◆ **Task to carry out**: Gather every line of the listing below that contains the word "male", and copy each of those lines in full.

== Dataset excerpts

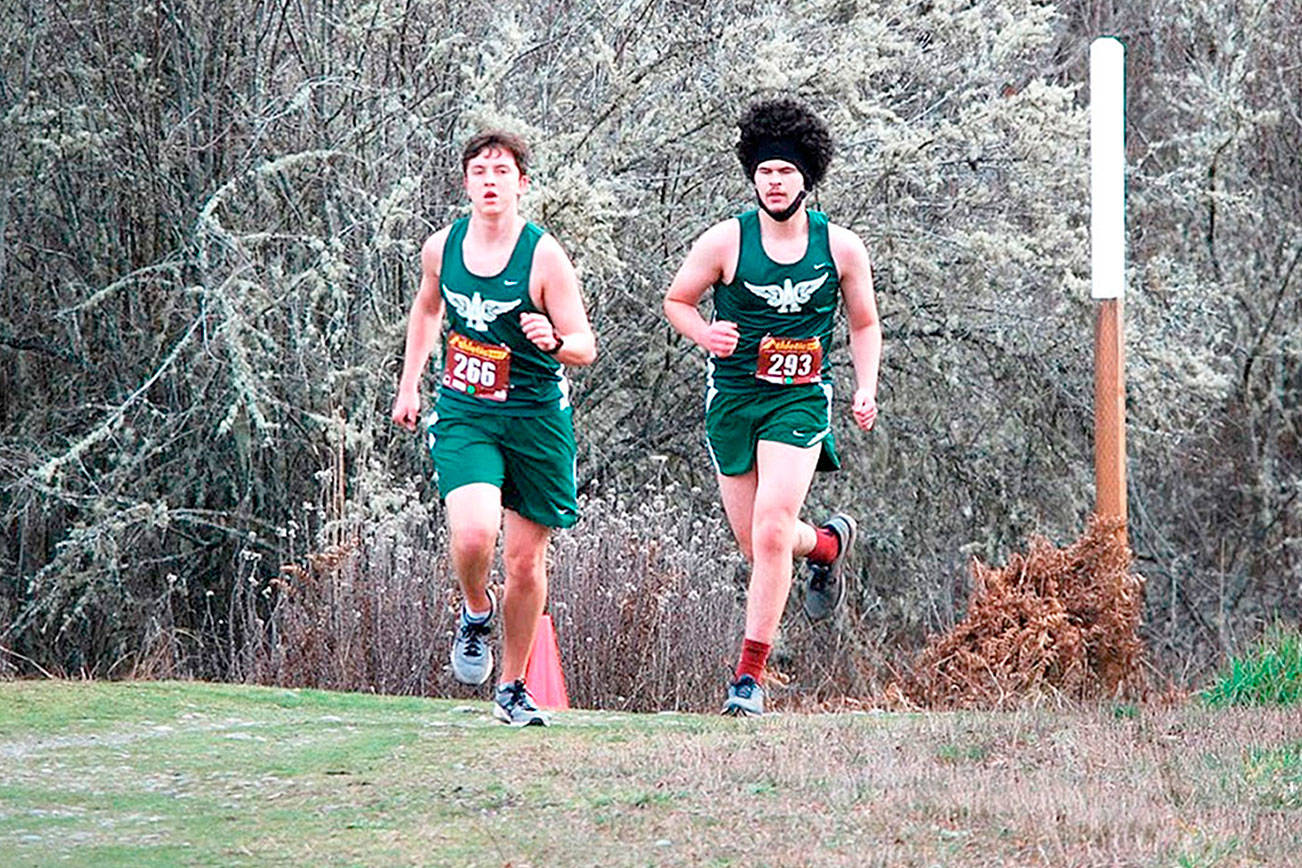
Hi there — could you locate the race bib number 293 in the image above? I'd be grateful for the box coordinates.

====
== Dataset excerpts

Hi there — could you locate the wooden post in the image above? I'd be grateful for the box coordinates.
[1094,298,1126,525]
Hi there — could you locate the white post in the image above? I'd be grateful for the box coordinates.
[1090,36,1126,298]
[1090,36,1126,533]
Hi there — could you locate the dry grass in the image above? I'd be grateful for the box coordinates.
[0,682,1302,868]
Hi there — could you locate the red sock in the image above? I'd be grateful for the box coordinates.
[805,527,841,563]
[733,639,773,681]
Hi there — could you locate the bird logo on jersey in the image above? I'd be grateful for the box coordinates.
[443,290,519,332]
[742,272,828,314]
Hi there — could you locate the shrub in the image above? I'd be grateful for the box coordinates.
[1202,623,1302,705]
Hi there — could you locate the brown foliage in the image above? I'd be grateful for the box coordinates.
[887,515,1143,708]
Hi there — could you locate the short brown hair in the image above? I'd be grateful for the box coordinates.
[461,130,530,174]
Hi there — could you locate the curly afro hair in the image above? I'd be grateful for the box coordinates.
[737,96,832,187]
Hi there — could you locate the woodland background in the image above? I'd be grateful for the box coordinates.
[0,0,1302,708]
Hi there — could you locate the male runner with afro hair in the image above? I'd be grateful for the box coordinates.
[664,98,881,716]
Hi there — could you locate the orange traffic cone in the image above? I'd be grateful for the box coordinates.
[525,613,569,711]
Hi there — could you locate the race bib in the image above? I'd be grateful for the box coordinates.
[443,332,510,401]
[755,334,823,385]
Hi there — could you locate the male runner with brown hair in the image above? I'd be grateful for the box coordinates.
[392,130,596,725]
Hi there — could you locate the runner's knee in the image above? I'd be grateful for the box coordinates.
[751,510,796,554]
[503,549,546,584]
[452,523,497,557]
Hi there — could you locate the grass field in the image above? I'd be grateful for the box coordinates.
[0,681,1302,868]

====

◆ **Exercise result**:
Hi there — could you locate the male runner with afro hair in the image above? I'd be grateful for the box coordinates.
Hi there — could you locate the male runner with brown hair in the image above? I'd be grateful for the box coordinates.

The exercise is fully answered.